Dans sa colère, il pose de bonnes questions mais donne de mauvaises réponses


Mélenchon en voie de lepénisation?
Jean-Luc Mélenchon, 19 octobre 2018. ©ERIC FEFERBERG / AFP

S’il a raison de se plaindre, Jean-Luc Mélenchon le fait mal. Dans sa colère contre la justice et les journalistes, il risque de s’aliéner les deux seuls pouvoirs qui ne tolèrent pas de contre-pouvoirs, et ainsi de se rendre inaudible.


On a dit longtemps du FN : il pose de bonnes questions et donne de mauvaises réponses. Avant de s’employer avec force à discréditer les questions et ceux qui les posaient. On pourrait affirmer la même chose de Jean-Luc Mélenchon. Il pose, sur les juges et les journalistes, des questions très pertinentes. Mais entre outrance et violence, il offre un alibi en or à tous ceux qui veulent surtout ne pas entendre ces questions parce qu’ils entendent soustraire ces deux puissantes corporations à toute contestation. On connaît la chanson : critiquer les médias ou la justice c’est attaquer la démocratie. Pratique. Mais le résultat, c’est que juges et journalistes apparaissent aujourd’hui comme les seuls pouvoirs qui, alliés les uns aux autres, ne tolèrent pas de contre-pouvoirs.

Achille Mélenchon

En un demi-siècle de combat politique, Jean-Luc Mélenchon a prononcé des discours mémorables et galvanisants qui faisaient de lui un digne successeur de son maître François Mitterrand. Dans ses bons jours, sa verve tricolore fait presque oublier son chavisme délirant et sa mauvaise foi phénoménale des mauvais. De même, ses emportements contre le conformisme journalistique ont souvent fait mouche. Et, dans un monde où les politiques font souvent preuve d’une coupable soumission à l’égard du premier pouvoir, ils ont quelque chose de rafraîchissant.

On se rappelle les innombrables catastrophes engendrées par la colère d’Achille, aveuglé jusqu’à outrager le corps de son ennemi vaincu. En se montrant incapable de dominer sa colère, aussi compréhensible ait-elle été, et surtout, en passant de la parole à la pression physique, même s’il n’y a pas eu mort d’homme, Jean-Luc Mélenchon a révélé qu’il n’était pas vraiment qualifié pour occuper le poste qu’il convoite. A-t-on vraiment envie de laisser le contrôle de la force publique à un homme sujet à d’irrépressibles accès de violence ?

» CONSIGNE: Prolongez l'article sur la colère de Jean-Luc Mélenchon après sa dernière phrase.

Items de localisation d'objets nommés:
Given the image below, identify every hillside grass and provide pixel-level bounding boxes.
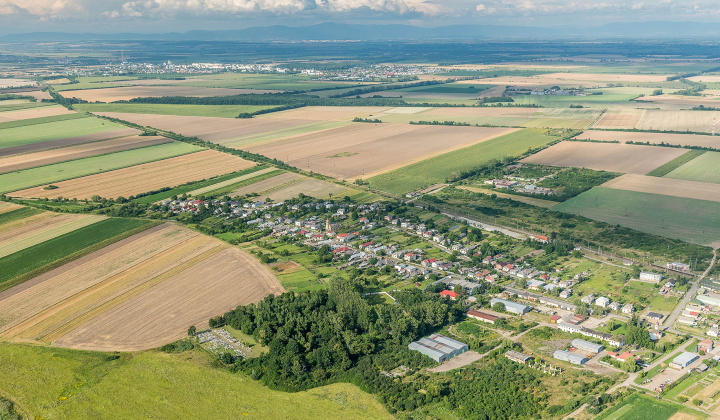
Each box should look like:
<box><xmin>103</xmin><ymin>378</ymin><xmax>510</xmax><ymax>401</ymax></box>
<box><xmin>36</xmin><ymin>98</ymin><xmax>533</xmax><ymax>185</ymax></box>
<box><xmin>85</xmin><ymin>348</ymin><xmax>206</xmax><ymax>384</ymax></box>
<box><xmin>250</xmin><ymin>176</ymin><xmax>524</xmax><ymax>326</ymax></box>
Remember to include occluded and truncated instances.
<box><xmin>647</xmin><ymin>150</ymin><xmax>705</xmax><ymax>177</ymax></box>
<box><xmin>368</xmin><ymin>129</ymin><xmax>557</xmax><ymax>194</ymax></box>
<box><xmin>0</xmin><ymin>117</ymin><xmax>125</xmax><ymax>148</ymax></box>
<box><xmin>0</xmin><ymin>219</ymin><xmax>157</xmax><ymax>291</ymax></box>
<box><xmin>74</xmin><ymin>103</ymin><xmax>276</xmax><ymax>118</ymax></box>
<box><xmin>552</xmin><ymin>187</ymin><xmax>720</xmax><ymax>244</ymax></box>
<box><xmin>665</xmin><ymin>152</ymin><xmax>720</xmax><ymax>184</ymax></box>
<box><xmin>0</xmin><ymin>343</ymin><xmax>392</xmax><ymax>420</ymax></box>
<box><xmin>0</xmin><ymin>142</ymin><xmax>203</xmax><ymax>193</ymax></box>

» RÉPONSE:
La violence délégitime

Certes, nombre de militants insoumis semblent aujourd’hui se ranger du côté de leur chef, dont ils partagent la rancœur contre les juges et les journalistes. Mais le risque pour lui est de se lepéniser, c’est-à-dire de ne plus apparaître que comme le gourdin que l’on utilise pour taper sur le « système » comme ils disent, pas comme un candidat crédible à l’exercice du pouvoir. On peut pousser plus loin cette comparaison qui hérisse le chef de la France insoumise : beaucoup de gens qui partagent une grande partie des idées de Marine Le Pen se refusent à voter pour elle à cause, disent-ils, d’une certaine brutalité. Or, sur ce terrain, Mélenchon fait beaucoup plus fort qu’elle quand, au lieu de se contenter de protester, il bouscule des policiers et un procureur, donnant de lui l’image d’un putschiste plutôt que celle de la République qu’il affirme à juste titre incarner. L’incarner de cette façon, c’est la bafouer en substituant au débat, même vif, la menace de violence. « Enfoncez la porte, camarades ! » : cette injonction lancée à ses troupes devant le siège de son parti où se déroulait une perquisition hésite entre le ridicule et le scandaleux. Peut-être faut-il lui rappeler que la France de Macron n’est pas celle de Vichy.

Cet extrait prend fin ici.